Laguna Potrok Aike, Argentina
This subsaline maar lake is located in a volcanic field in the southernmost tip of Patagonia, east of the Andes cordillera at 51°58′S and 70°22′W (Fig. 3). The lake has been the target of multidisciplinary investigations through continental drilling (Project PASADO: Potrok Aike Lake Sediment Archive Drilling Project; Zolitschka et al. 2013 and references therein) and more than 500 m of sedimentary cores were retrieved. One of the novelties in lacustrine deep drilling was that for the first time in the history of ICDP, a retrieved core was fully dedicated to a detailed geomicrobiological study. A one-meter-long gravity core and a 93-meter-long hydraulic piston core—PTA-5022-1D—were recovered at 100 m water depth and sampled following a newly established sampling strategy under aseptic conditions (Vuillemin et al. 2010). Its application has shown that despite the logistical constraints inherent to each project (e.g., absence of appropriate laboratory facilities on board), it is still possible to sample cores aseptically. Using aseptic techniques to sample cores is a key issue for the credibility of the findings for each of the studies reviewed herein.

▸ PROVIDED INFORMATION:
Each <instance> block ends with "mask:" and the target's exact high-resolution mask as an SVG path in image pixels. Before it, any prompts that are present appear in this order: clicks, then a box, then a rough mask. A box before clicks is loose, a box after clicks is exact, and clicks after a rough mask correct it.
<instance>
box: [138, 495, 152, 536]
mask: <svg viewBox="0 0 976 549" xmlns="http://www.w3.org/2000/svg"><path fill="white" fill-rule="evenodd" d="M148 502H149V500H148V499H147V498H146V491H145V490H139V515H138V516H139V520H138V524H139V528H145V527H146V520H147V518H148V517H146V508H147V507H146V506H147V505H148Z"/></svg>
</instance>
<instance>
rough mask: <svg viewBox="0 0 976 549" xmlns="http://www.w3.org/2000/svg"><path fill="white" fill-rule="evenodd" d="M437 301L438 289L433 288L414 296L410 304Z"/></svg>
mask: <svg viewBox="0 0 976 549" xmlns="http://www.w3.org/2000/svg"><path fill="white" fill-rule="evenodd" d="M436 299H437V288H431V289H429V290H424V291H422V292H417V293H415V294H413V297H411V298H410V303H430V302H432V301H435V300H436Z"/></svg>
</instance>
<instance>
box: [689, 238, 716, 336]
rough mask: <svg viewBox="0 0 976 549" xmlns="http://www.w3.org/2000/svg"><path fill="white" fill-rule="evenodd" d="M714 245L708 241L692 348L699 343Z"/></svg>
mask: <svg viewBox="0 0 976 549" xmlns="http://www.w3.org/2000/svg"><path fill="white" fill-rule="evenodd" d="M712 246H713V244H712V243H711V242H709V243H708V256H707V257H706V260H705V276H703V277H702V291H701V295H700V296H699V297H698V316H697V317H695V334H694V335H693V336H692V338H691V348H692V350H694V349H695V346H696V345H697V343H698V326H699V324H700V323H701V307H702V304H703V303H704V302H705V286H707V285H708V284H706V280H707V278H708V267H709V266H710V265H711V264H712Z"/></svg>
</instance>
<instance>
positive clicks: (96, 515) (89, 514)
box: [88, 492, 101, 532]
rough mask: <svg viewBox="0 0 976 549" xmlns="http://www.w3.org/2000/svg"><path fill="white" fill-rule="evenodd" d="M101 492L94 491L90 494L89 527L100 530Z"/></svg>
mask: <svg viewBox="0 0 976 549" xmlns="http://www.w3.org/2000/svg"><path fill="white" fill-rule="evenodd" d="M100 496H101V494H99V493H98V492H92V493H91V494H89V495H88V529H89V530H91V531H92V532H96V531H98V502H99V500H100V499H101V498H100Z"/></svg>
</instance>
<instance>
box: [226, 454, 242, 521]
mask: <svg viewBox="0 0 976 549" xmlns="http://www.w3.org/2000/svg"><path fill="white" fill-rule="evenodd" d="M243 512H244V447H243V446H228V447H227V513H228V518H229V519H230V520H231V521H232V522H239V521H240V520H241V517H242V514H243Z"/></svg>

▸ WHAT YOU WILL DO:
1. According to the Laguna Potrok Aike passage, at what water depth were the gravity core and the hydraulic piston core recovered?
2. Extend the Laguna Potrok Aike passage past its final sentence.
The listing comes from a separate source that has nothing to do with the Laguna Potrok Aike passage.

▸ EXPECTED OUTPUTS:
1. They were recovered at 100 m water depth.

2.
In contrast to IODP operations, the size and configuration of lake drilling platforms prevent the establishment of a sampling laboratory with minimal conditions of asepsis right at the drilling site. As a result, an ad hoc laboratory was installed in a container on the campsite by the lakeshore and the retrieved cores were transported every 90 min from the platform to the laboratory. A complete in situ sampling procedure allowed recovering aseptic samples as well as determining the presence of active microbes. Once in the laboratory, the exterior surfaces of the core liners were first disinfected with isopropylic alcohol and sprayed with fungicide. Sampling windows were cut in the liner every 1 or 1 m and at higher resolution for the upper 15 m using a portable circular saw. Conversely, windows were cut every 5 cm in the empty liner of a gravity core and sealed with strong adhesive tape prior to coring. The latter allowed a faster sampling at a higher resolution at the uppermost part of the sedimentary column that encompasses the largest concentration of microbes. The interior surfaces of the core liners were not disinfected prior to coring. However, it is assumed that a contamination by preexisting microbes can be discarded because any potential microbes would have been washed out while descending the drilling tools throughout the water column.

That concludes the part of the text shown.